• Aim:
Would you reproduce the lines of the listing below word for word, starting at the line that contains "wall. Return only the coordinates." and ending with the final line of the listing?

• Records:
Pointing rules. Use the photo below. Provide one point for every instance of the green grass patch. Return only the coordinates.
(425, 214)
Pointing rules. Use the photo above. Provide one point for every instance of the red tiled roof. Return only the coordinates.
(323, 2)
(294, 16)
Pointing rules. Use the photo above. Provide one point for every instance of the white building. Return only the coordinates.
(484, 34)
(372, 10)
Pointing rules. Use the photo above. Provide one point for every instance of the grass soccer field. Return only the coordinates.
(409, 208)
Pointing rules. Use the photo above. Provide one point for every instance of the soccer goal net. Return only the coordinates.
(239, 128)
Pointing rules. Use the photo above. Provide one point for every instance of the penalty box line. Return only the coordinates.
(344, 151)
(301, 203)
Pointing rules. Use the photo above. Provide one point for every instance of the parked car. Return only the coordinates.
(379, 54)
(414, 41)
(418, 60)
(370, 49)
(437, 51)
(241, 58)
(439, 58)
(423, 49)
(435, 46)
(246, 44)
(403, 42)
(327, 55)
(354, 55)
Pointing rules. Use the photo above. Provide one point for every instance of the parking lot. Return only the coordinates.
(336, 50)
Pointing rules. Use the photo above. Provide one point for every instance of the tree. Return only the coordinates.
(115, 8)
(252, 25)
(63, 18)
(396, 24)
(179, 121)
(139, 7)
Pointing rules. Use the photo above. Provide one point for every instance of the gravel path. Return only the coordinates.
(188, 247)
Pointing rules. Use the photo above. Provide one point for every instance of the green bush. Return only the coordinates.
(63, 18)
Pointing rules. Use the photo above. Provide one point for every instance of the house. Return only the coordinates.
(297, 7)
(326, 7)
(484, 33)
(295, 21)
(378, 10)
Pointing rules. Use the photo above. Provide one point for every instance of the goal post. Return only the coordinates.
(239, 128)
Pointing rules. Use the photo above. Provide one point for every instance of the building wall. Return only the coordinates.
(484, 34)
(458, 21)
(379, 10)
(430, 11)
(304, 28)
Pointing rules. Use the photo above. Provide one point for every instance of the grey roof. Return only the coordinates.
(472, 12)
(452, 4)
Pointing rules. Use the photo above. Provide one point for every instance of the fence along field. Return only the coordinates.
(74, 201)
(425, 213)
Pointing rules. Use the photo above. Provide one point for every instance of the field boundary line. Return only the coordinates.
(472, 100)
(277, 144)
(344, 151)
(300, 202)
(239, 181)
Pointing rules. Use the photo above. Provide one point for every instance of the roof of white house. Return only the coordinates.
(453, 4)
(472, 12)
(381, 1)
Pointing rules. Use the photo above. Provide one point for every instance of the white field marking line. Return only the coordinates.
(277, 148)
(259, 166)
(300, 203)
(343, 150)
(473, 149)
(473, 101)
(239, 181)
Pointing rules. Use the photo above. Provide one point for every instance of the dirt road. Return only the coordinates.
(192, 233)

• Result of this task:
Pointing rules. Use the photo above. Provide one point for every instance of the building wall. Return only the coordinates.
(484, 34)
(458, 21)
(379, 10)
(430, 11)
(304, 28)
Pointing rules. Use the photo above. Provide one point for every instance of the grey roof. Return only the coordinates.
(472, 12)
(452, 4)
Pointing rules. Use the photo above. Provide one point for every instance of the fence along field. Return only the coordinates.
(74, 201)
(425, 213)
Pointing rules. Use the photo above. Provide one point for every instance of the field boundary line. Return only the coordinates.
(472, 100)
(277, 144)
(344, 151)
(300, 202)
(239, 181)
Pointing rules. Use the photo above. Provide one point for every instance of the roof of white house. Return only the coordinates.
(453, 4)
(472, 12)
(381, 1)
Pointing rules. Use the photo above. Provide one point for every instance of the white field marking line. Return only the coordinates.
(277, 148)
(259, 166)
(300, 203)
(343, 150)
(473, 149)
(473, 101)
(239, 181)
Pointing rules. Use the photo above. Provide one point for every instance of the dirt road. Return only the coordinates.
(192, 233)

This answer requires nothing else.